(Excerpts from a dataset)

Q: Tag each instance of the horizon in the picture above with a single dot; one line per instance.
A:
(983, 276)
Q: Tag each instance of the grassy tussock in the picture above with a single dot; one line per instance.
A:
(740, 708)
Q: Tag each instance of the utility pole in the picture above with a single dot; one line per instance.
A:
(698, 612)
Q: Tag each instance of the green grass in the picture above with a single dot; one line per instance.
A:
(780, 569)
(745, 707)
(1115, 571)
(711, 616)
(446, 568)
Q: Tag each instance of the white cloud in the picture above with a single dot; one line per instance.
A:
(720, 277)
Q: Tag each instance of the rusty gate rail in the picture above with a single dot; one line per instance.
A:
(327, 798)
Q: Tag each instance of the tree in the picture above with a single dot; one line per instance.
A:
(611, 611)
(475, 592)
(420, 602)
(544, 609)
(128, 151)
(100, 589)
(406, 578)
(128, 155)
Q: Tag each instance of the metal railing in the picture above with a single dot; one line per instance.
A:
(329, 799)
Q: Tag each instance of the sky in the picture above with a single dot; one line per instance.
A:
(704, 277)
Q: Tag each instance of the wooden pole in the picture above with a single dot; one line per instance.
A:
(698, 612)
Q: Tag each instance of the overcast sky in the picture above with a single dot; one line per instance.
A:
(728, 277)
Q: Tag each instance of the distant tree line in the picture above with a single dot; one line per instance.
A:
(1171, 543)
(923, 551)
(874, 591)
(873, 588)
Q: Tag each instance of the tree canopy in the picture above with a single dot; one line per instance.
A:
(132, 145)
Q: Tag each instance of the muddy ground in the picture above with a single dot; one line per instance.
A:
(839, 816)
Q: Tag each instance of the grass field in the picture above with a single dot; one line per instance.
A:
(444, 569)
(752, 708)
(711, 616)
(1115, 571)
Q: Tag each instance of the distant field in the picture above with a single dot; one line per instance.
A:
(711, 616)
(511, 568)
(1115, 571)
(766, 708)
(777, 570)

WHAT TO WORK ON:
Repeat the entries exactly, all of them.

OUTPUT FOR THIS TASK:
Q: Tag each instance of the horizon in the picture above with a single dot; one line per instance.
A:
(983, 276)
Q: Tag each instance of the grassy tussock in the picture above with a single dot; one line per instance.
A:
(740, 708)
Q: Tag each instance of the utility pole in the picture above with a single dot; one line per instance.
A:
(698, 612)
Q: Tag each instance of the green grass in the picture above with a single dot; one line per instance.
A:
(780, 569)
(745, 707)
(1115, 571)
(711, 616)
(446, 568)
Q: Tag each instance of the white cloud in the picture above with a single dot; one line per instance.
A:
(720, 277)
Q: Tag each instance of the rusty gate rail in the picture above with a single dot; one line per instance.
A:
(327, 798)
Q: Tag each instance of the tree in the picture above with a single dot; one line per instance.
A:
(611, 611)
(475, 592)
(420, 602)
(544, 609)
(128, 151)
(100, 589)
(406, 578)
(128, 155)
Q: Tag each instance of the metal railing in the picture above with a single dot; one line per instance.
A:
(329, 799)
Q: Tag each instance of the sky in the picture above with a single dot; one line per instance.
A:
(704, 277)
Q: Tag each instance of the wooden pole in the picture above with a single dot; one line per instance.
A:
(698, 612)
Q: Tag each instance of the overcast sky in the picture above with a single dot; one line per instance.
A:
(728, 277)
Q: Tag each instance of the distant tree line in the picture above with a single dot; one line per instance.
A:
(1171, 543)
(923, 551)
(874, 591)
(873, 588)
Q: Tag each instance of the tree canopy in the picture above with a single dot; one line per instance.
A:
(132, 145)
Q: Tag each instance of the muddy ground in the picture above with a single dot; one line per instance.
A:
(839, 816)
Q: Tag each instance of the grass field in the picture above with a single dot; one line per instance.
A:
(444, 569)
(752, 708)
(711, 616)
(1115, 571)
Q: Tag each instance of the distant field in the picture above with a single dot; one line per instance.
A:
(711, 616)
(511, 568)
(1115, 571)
(766, 708)
(777, 570)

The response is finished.